*** Opening TEXT BLOCK ***

Civil society protests over these developments seem to be muted at this time, but that is due probably to the shock factor involved in all of this i.e.: free thinkers cannot still believe the audacity of all of this constitutional engineering that would heap still more heft onto a presidency that is already top-heavy with grossly excessive powers.
There is no mistaking it —- the direction in which we are going is definitely one of a constitutional dictatorship.
Make no mistake also that it would be argued very soon that three term limits are fine, as long as the sitting president gets re-elected, which would be interpreted after all as a reflection of the peoples will.
Saying this would be as if to say that what comes out of the BP induced oil-sludge in the Gulf of Mexico is guaranteed to be a sparkling white lotus, and not an oil drenched and blackened bird —- with tar heavy feathers and in the last gasp of life...
With the constitutional council now guaranteed to be an extended arm of the executive office, it’s as if democracy has gone for a walk, leaving us the people to our own meagre devices.
Easily manipulated
The system, once manipulated, is now even more easily manipulated with the expected concentration of power in the executive branch, resulting from the subtle manipulations to rid the executive presidency of whatever existing checks and balances.
Some of these contemplated far-reaching changes call for a referendum; even Hugo Chavez had one when he sought to extend term limits. A democracy deficit in Venezuela anyway is understandable, but not so in Sri Lanka where there has been a longer and greater tradition of democracy.
J. R. Jayewardene radically altered this democratic tradition and now the Rajapaksas want to sound the death knell to it.
It’s time we called for a dead ringer. The phrase has its origins in Dark Age England during the plague; people died like flies and sometimes it was difficult to determine with the medical technology available at that time if a person was in fact dead or not. The solution was to insert a rope in each coffin attached to a bell; anyone buried alive by mistake could sound it for a last minute resurrection, courtesy the grave diggers who were at hand.
It may be too late for a dead-ringer for Sri Lankan democracy if it is poised to go under.
In the next several days, with that last nail in democracy’s coffin now well in place, the low intensity ferment that’s seen now in terms of protest is a disgracefully muted reaction to this democracy-onslaught.

*** Closing TEXT BLOCK ***

QUESTIONS =>
• a. Reproduce the passage of the commentary on Sri Lanka's constitutional changes from "Saying this would" to "gasp of life...".
• b. Translate this sentence from the commentary on Sri Lanka's constitutional changes into French: "J. R. Jayewardene radically altered this democratic tradition and now the Rajapaksas want to sound the death knell to it."
• c. Continue the commentary on Sri Lanka's constitutional changes from the point at which it ends.

*** Opening LISTED RECORDS ***

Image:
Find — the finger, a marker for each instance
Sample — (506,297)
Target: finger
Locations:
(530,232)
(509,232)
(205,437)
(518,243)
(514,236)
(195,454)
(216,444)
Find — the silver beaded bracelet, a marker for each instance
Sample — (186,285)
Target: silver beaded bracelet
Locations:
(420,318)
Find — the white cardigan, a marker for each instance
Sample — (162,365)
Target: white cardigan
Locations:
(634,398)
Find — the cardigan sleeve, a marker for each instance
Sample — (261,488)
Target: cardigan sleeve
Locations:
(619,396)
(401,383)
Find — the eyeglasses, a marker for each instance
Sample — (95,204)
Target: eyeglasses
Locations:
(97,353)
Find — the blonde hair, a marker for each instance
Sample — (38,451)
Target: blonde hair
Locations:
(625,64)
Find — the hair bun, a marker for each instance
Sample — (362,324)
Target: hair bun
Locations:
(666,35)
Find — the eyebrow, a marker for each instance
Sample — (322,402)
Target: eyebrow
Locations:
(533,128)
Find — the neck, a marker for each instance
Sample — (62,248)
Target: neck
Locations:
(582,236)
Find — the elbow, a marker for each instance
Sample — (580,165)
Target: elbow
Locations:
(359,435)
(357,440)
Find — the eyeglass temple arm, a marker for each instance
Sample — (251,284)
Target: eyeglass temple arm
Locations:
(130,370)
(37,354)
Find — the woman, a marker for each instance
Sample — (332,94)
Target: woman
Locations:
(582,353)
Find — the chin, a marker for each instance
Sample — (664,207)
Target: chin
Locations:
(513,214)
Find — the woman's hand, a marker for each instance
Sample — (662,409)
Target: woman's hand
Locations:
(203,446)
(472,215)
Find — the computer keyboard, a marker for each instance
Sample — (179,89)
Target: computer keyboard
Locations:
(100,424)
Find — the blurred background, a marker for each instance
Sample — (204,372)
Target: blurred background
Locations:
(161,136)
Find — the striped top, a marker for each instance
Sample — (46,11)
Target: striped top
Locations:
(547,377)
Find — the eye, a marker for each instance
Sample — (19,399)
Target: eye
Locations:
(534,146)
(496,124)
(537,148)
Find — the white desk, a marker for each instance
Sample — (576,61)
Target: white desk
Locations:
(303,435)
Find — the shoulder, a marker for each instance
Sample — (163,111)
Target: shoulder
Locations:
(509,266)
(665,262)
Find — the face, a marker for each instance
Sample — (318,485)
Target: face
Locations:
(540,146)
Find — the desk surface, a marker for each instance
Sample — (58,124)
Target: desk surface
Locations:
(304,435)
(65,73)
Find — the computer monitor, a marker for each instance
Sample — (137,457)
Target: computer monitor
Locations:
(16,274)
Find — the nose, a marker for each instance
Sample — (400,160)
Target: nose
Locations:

*** Closing LISTED RECORDS ***

REPLIES =>
• a.
Saying this would be as if to say that what comes out of the BP induced oil-sludge in the Gulf of Mexico is guaranteed to be a sparkling white lotus, and not an oil drenched and blackened bird —- with tar heavy feathers and in the last gasp of life...

• b. J. R. Jayewardene a radicalement modifié cette tradition démocratique, et les Rajapaksa veulent maintenant en sonner le glas.

• c.
But it can be expected, with the Sri Lankan democratic tradition being suppressed over time since the era of J R’s surgical assault on a long running tradition of democratic institutions and devices.
Under threat
In the event anyone deems an explanation necessary, democracy is definitely under threat as three executive terms —- anything over two —- would remove any fetter towards one man dictatorship, which is why almost all presidential systems of government in the world today come in-built with two term limits.
An unelected upper chamber, a so called senate, would be a rubber stamp for the president, plus his reliable convenient veto on any positive pro-democracy law that still has a chance of emerging from this very one sided legislature, the 2010 parliament.
With the senate and with the removal of term limits coming into place, it is as if all the stops have been removed in our progress towards totalitarianism.
All these moves are to appear as if they are minor adjustments or clinical tweakings of the current constitutional document —- but in fact they are anything but.
The removal of any vestige of democracy —- the deft surgical removal of the last props as it were —- appears to be a carefully planned exercise.
The installation of a rubber stamp senate goes that extra mile to ensure that nothing the president will dislike will come out of this legislature which is already his fiefdom —- with his own handpicked Speaker picked to stave off an angry anti-Premadasa type rebellion that could lead to an acceptance of an impeachment motion, which could in turn trigger off a train of events that could, at the best of times, make the presidency seem accountable.